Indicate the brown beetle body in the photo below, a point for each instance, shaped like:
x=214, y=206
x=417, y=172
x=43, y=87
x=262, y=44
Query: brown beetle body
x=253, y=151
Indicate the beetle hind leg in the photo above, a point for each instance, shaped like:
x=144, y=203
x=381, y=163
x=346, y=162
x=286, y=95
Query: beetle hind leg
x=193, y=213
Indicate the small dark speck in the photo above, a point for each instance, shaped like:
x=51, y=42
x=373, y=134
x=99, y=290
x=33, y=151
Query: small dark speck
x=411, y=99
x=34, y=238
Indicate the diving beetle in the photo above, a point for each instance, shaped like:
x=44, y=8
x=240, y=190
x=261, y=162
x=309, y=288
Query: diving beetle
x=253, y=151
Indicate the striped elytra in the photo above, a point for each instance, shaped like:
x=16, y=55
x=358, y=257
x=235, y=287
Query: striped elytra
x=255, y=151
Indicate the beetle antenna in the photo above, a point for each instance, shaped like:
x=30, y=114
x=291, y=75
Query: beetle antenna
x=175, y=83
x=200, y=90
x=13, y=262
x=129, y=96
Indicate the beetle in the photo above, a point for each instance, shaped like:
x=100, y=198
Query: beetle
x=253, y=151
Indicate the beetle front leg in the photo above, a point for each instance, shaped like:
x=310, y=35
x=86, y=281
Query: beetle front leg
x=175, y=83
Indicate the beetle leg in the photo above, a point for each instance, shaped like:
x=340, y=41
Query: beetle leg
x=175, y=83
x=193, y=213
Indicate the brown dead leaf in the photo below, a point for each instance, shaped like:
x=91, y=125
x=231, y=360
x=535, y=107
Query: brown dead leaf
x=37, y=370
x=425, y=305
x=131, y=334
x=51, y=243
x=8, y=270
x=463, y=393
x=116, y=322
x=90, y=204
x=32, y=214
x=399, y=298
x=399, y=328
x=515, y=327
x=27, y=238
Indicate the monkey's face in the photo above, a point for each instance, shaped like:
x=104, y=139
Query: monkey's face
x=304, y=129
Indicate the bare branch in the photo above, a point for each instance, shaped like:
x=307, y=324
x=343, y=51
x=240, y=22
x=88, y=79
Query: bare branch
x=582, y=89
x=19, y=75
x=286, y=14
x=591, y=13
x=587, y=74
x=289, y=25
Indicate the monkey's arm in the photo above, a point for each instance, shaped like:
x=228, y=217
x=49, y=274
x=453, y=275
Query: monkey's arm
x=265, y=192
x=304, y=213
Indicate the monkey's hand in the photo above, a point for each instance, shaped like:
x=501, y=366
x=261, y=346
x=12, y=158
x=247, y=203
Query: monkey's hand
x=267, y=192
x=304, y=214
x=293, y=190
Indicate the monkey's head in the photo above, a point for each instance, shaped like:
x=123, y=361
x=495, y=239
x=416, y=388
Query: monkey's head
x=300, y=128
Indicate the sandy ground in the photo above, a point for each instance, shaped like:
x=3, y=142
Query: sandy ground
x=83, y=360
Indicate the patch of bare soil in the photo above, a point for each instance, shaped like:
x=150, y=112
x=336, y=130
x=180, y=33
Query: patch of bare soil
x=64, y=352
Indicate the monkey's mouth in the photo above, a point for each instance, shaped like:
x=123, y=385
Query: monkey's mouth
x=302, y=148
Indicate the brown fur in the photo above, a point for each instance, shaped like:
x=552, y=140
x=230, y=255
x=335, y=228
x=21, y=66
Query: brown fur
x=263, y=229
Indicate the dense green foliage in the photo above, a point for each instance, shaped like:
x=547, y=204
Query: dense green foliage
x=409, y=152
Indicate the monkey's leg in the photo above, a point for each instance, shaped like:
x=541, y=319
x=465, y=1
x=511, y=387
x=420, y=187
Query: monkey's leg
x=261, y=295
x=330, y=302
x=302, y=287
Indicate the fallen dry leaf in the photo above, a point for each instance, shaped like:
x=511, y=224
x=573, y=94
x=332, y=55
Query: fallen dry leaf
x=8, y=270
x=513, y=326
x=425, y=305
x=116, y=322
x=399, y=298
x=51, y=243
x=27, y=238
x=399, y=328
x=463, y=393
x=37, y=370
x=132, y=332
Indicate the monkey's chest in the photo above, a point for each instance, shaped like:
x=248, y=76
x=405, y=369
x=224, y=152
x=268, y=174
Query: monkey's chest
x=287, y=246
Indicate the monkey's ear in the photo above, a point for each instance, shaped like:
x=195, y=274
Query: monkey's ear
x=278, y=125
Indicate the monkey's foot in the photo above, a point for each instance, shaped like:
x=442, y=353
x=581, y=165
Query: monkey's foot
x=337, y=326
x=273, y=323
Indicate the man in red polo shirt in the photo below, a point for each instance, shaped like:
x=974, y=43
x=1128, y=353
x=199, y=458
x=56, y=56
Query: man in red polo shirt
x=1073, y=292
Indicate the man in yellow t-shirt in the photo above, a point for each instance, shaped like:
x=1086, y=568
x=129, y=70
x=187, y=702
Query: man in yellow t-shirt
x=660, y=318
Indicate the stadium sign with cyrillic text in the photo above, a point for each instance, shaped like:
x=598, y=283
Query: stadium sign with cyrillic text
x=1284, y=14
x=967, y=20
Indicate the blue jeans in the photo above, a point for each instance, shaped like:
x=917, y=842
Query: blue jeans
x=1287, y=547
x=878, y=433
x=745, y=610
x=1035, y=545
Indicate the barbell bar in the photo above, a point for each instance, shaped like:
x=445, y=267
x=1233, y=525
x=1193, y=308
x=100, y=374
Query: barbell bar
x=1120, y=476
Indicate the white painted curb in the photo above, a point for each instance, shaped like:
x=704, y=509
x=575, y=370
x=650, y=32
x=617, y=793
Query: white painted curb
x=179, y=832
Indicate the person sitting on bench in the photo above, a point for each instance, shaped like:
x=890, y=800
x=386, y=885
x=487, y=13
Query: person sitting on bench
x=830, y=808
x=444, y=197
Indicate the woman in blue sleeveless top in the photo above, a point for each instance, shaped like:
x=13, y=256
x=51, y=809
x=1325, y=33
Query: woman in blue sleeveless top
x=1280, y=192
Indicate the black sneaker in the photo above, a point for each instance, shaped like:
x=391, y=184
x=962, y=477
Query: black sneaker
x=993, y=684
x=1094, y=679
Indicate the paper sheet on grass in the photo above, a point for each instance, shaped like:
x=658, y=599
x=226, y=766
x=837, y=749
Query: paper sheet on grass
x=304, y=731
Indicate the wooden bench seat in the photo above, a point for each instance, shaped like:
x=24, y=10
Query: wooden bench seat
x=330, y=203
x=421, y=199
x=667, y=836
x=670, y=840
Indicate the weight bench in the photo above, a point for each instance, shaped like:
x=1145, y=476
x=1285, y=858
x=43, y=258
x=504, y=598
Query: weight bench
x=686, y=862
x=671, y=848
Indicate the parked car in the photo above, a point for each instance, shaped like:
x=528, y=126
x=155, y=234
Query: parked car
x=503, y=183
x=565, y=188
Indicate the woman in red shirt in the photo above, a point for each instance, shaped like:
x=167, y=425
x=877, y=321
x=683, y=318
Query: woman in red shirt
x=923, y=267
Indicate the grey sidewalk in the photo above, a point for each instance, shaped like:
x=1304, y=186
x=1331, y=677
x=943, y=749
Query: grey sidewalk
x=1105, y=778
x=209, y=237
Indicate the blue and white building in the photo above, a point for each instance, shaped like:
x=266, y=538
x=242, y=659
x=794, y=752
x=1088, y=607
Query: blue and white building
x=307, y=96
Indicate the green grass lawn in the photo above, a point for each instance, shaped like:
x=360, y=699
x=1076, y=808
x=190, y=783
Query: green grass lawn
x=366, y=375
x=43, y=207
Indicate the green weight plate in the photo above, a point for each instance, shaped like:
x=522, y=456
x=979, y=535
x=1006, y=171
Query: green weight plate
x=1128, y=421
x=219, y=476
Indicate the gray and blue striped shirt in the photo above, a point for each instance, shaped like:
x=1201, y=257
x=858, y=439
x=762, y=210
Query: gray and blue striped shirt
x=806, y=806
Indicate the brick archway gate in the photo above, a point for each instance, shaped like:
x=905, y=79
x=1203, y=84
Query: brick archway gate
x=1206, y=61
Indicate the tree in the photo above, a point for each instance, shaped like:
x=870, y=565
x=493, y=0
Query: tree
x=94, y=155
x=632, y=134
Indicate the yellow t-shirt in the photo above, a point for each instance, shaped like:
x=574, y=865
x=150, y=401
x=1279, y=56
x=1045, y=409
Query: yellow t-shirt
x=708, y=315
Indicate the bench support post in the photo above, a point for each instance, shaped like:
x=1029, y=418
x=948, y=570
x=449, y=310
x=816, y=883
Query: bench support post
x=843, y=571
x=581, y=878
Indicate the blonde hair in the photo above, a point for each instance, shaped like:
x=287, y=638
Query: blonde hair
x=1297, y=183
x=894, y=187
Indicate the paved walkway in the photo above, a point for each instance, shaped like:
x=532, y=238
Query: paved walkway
··········
* _Assigned task_:
In the listing above, the lines from the one containing "x=240, y=190" through the one containing "x=291, y=75" must be set down exactly, with no other lines.

* _Expected answer_:
x=240, y=190
x=261, y=162
x=309, y=288
Query: diving beetle
x=253, y=151
Indicate the striped elytra in the photo above, a point for each instance, shaped like:
x=16, y=55
x=358, y=257
x=235, y=287
Query: striped elytra
x=255, y=151
Indicate the beetle antenna in the photo above, a point for each instance, shaped like:
x=30, y=114
x=291, y=75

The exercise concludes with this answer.